> Given request A: Repeat the review's wording word for word, from "Overall the book" to "worth looking into.".
> Given request B:
Answer these questions from the review:
(i) Which two companies are named as makers of automated recommendation systems?
(ii) What do reinforcement learning agents base their choice of actions on?
(iii) What does the review say the book does not substitute for?

> Page:
The Analogizers, as Domingos calls them, aren't as unified as the other tribes. Human learning could perhaps be best characterized as learning by analogy. We learn new concepts by associating them with old concepts we already know. It turns out statistical formulations of this type of learning are also quite effective, as can be seen by various automated recommendation systems designed by companies like Netflix or Amazon. Truth be told it wasn't entirely clear to me how this approach differed significantly from the other approaches already discussed, but I guess Domingos felt the distinction was necessary.

He then goes on to discuss a hodgepodge of various other learning strategies that take influence from human psychology, notably reinforcement learning. Reinforcement learning agents choose between possible actions to take in an environment based on the expectation of future rewards from that action. If pressing a button rewards a reinforcement learning agent, the agent will quickly learning to spend as much of its time pressing that button as possible. Reinforcement learning by itself doesn't generalize to other problems outside of a narrow domain especially well, but when combined with neural networks it can be a powerful approach for machine learning problems.


The final chapter of the book is about the future of machine learning, and full of the typical sort of predictions that authors of this type of book seem to love. Personally I feel like most of what Domingos has to say in this chapter has been dealt with better by other authors, but I digress. Machine learning will certainly have a huge impact on every aspect of our lives. In a very real way you are the data that you create. Other people make models of you based on your behavior just like Netflix makes models of your movie-viewing habits. The reason so many companies have started racing to collect your data is because that data is powerful. It influences the choices we make at an individual level and thus influences the whole of our society. This is a scary thought to some, and is certainly something that should be taken into consideration by human rights organizations and governments. On the flipside, data is becoming democratized very quickly--a fact which is helping facilitate positive social change at a faster rate than ever before in the history of civilization. Some are worried about machines achieving human levels of intelligence, but I think those fears are misguided. It is far more advantageous for us to consider what new avenues of possibility have opened up than to dwell on the roads we will leave behind. To quote Domingos: "The real history of automation is not what it replaces but what it enables."

Overall the book is a good general overview of the research being done in machine learning today. It does not, however, substitute for a more serious mathematical treatment of the subject, and those wishing to delve deeper into the subject would be better served elsewhere. Still, as a light introduction to the subject this book is worth looking into.

> Given information:
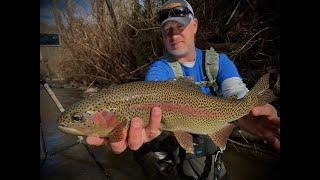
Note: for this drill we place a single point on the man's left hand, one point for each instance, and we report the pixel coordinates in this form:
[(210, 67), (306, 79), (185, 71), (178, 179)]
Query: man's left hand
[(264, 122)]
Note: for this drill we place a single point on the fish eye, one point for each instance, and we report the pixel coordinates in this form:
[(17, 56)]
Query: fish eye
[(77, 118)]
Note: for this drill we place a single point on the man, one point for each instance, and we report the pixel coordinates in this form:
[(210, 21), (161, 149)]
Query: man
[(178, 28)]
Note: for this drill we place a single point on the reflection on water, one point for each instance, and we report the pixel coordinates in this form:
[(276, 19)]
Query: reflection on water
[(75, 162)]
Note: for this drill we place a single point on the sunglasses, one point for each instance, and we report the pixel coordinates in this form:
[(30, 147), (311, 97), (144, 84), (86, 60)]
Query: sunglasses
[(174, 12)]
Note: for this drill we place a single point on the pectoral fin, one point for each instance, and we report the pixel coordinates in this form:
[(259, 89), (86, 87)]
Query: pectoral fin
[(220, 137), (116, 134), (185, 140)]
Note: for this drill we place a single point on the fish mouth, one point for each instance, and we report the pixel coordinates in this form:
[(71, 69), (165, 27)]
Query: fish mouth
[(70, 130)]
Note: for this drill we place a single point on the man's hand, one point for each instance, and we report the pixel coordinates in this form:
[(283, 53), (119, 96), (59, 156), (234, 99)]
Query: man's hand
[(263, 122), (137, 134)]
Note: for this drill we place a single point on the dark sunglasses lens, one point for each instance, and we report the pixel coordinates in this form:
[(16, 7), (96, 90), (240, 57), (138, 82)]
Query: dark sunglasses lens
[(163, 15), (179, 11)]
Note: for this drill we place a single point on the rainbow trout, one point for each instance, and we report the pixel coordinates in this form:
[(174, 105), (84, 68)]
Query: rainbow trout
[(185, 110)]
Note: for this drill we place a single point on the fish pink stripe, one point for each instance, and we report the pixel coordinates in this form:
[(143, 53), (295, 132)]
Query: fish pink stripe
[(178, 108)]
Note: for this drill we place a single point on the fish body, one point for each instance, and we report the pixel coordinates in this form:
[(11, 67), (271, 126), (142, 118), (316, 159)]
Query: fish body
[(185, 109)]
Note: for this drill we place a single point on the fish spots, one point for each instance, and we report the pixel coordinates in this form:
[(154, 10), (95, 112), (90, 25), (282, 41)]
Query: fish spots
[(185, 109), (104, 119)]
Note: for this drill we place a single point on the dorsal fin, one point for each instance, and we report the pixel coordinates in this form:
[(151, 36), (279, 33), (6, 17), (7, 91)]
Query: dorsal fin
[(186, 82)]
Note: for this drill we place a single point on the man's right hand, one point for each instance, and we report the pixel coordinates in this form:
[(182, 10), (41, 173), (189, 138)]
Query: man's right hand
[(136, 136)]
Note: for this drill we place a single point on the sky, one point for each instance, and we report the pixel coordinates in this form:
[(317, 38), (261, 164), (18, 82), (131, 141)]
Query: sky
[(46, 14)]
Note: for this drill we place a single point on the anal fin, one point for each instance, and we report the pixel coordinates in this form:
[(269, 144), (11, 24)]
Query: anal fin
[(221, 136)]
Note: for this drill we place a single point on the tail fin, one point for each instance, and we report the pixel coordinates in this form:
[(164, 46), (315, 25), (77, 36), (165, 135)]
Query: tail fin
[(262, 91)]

> Written reply A:
Overall the book is a good general overview of the research being done in machine learning today. It does not, however, substitute for a more serious mathematical treatment of the subject, and those wishing to delve deeper into the subject would be better served elsewhere. Still, as a light introduction to the subject this book is worth looking into.

> Written reply B:
(i) Netflix and Amazon.
(ii) The expectation of future rewards from that action.
(iii) A more serious mathematical treatment of the subject.